=== Extrait présenté ===

Dandara dos Palmares, illustration de la couverture du livre de Jarid Arraes
Dandara et son compagnon Zumbi tous deux marrons sont considérés comme des grandes figures de la résistance anti-esclavagiste au Brésil. Au-delà-du territoire et de la communauté afro-brésilienne, leur histoire fait d’eux des héros pour l’ensemble de l’Amérique du Sud. Zumbi Dos Palmarès était l’un des chefs de guerre les plus importants de la région autonome marronne de Palmarès qui comptait au 17ème siècle jusqu’à 20.000 habitants. La communauté était constituée d’esclaves marrons, africains et créoles, d’Amérindiens, de métis et de  Blancs libres. 
 

Cudjo Queen Nanny (Jamaïque)

=== Matériel fourni ===

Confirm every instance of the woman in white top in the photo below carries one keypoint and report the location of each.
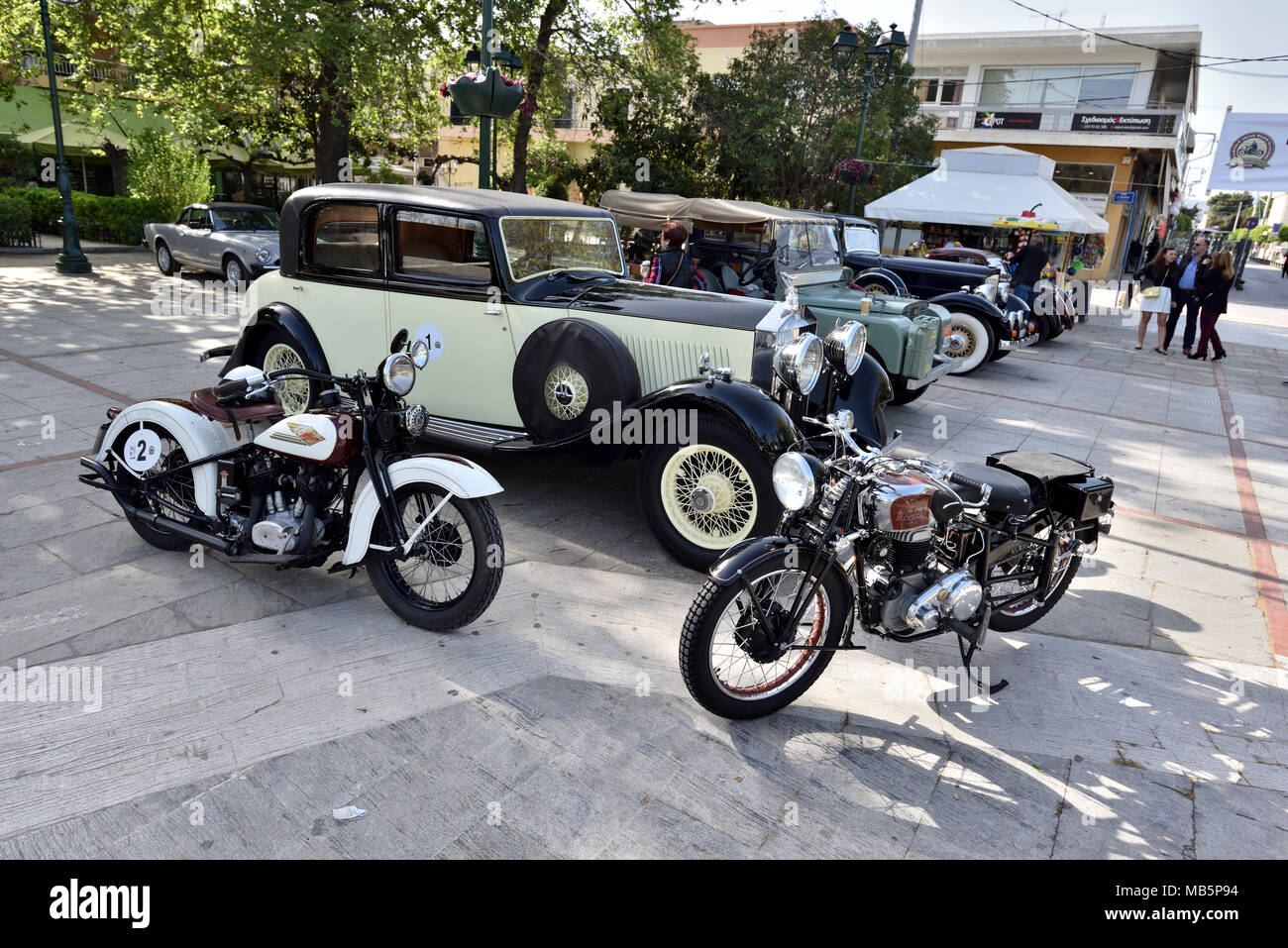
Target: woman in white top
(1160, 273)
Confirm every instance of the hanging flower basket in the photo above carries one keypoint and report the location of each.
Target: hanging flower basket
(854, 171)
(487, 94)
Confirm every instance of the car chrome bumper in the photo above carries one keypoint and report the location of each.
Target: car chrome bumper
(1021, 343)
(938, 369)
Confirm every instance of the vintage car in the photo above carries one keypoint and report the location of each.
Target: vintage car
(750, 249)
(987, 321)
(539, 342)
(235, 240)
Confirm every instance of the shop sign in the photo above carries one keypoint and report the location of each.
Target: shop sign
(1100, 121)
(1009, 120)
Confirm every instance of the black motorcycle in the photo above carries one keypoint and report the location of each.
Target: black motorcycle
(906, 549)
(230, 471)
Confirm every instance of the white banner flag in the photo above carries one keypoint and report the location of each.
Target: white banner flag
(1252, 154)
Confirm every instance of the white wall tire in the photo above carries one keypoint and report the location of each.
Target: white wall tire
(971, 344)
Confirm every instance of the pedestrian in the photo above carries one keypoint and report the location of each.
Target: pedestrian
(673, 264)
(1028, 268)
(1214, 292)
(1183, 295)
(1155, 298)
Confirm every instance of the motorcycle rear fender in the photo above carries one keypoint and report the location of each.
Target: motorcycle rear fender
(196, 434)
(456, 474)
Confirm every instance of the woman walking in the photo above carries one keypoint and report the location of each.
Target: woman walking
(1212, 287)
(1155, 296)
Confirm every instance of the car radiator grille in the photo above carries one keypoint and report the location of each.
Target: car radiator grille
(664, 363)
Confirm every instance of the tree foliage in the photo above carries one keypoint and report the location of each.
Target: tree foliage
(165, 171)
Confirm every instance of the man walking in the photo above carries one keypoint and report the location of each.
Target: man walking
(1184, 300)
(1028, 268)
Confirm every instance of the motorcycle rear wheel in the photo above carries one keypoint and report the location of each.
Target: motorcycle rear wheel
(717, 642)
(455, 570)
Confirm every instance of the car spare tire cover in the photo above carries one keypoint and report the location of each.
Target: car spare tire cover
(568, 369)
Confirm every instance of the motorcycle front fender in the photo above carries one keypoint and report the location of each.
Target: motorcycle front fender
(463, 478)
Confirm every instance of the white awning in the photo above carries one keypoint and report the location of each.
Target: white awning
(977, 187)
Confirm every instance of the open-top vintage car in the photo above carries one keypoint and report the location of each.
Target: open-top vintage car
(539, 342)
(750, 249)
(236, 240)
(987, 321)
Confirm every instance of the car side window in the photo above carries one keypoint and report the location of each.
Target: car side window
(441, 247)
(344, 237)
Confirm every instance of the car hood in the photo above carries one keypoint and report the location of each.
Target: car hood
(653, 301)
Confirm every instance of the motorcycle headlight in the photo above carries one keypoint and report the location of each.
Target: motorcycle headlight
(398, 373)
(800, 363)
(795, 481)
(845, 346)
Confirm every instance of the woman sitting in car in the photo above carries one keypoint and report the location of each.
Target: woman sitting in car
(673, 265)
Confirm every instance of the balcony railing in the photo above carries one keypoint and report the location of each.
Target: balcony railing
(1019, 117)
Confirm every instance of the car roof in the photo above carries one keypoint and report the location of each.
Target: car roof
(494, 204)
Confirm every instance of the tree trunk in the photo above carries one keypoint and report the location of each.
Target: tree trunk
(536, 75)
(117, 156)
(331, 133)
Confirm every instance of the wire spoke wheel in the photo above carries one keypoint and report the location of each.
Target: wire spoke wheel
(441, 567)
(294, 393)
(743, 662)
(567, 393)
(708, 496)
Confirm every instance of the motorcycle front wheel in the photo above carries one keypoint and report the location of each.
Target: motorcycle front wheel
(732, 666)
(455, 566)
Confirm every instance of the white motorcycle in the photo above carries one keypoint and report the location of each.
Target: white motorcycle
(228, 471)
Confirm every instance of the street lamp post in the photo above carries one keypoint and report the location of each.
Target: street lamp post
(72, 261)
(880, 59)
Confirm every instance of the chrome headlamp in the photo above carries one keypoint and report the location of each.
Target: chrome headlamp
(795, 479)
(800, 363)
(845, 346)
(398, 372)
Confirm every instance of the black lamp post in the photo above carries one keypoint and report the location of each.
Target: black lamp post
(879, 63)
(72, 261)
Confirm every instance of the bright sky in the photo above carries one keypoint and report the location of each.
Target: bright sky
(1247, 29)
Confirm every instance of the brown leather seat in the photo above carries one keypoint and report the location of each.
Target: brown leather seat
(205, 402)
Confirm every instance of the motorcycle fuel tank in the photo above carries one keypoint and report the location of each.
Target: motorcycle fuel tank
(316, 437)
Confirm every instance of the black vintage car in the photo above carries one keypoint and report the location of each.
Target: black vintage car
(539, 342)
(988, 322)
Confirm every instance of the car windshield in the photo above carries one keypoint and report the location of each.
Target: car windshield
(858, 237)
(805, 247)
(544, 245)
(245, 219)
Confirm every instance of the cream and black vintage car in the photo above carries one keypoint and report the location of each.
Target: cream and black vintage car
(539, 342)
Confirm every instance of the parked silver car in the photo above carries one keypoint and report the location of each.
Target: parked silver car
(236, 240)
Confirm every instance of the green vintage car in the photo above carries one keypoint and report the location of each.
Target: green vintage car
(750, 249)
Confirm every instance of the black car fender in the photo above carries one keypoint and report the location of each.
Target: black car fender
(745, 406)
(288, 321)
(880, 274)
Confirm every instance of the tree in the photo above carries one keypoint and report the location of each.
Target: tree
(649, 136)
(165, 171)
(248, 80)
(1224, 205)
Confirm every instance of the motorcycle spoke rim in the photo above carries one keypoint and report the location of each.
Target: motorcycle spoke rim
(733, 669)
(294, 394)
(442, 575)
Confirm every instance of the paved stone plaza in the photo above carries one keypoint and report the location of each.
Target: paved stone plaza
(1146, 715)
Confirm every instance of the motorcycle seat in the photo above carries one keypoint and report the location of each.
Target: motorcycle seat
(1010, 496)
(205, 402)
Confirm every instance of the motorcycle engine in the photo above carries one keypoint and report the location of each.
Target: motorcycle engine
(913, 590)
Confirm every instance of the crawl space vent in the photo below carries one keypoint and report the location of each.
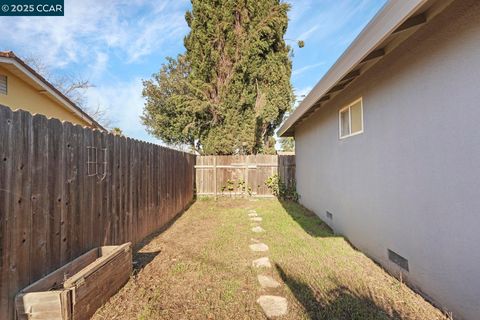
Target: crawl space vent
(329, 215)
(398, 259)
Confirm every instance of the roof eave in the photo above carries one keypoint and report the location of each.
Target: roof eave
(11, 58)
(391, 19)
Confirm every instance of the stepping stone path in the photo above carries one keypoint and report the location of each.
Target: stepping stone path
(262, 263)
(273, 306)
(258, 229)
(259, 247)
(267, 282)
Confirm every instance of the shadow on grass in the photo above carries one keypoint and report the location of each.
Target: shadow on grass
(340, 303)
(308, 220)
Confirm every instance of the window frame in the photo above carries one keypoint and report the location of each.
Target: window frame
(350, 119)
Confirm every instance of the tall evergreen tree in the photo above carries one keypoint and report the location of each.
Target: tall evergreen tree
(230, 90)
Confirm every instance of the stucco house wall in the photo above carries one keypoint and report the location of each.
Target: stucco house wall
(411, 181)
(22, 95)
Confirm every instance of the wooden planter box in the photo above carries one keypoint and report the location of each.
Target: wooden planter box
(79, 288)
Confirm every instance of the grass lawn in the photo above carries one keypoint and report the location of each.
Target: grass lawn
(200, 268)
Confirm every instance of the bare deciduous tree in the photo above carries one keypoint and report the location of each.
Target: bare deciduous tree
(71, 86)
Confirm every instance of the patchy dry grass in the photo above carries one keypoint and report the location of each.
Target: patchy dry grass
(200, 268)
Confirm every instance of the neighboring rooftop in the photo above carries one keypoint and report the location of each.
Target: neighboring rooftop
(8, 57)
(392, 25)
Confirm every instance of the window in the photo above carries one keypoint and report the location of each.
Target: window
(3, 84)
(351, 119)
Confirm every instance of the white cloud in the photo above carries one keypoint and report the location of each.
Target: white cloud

===

*Travail demandé*
1 – Recopiez fidèlement le passage de l’extrait sur Dandara et Zumbi qui s’ouvre sur les mots contenant « Dandara dos Palmares, illustration » et se termine par « de  Blancs libres. ».
2 – Traduisez en anglais cette phrase de l’extrait sur Dandara et Zumbi : « La communauté était constituée d’esclaves marrons, africains et créoles, d’Amérindiens, de métis et de Blancs libres. »

*Résultats attendus*
1 –
Dandara dos Palmares, illustration de la couverture du livre de Jarid Arraes
Dandara et son compagnon Zumbi tous deux marrons sont considérés comme des grandes figures de la résistance anti-esclavagiste au Brésil. Au-delà-du territoire et de la communauté afro-brésilienne, leur histoire fait d’eux des héros pour l’ensemble de l’Amérique du Sud. Zumbi Dos Palmarès était l’un des chefs de guerre les plus importants de la région autonome marronne de Palmarès qui comptait au 17ème siècle jusqu’à 20.000 habitants. La communauté était constituée d’esclaves marrons, africains et créoles, d’Amérindiens, de métis et de  Blancs libres.

2 – The community was made up of maroon slaves, African and Creole, Amerindians, people of mixed race, and free Whites.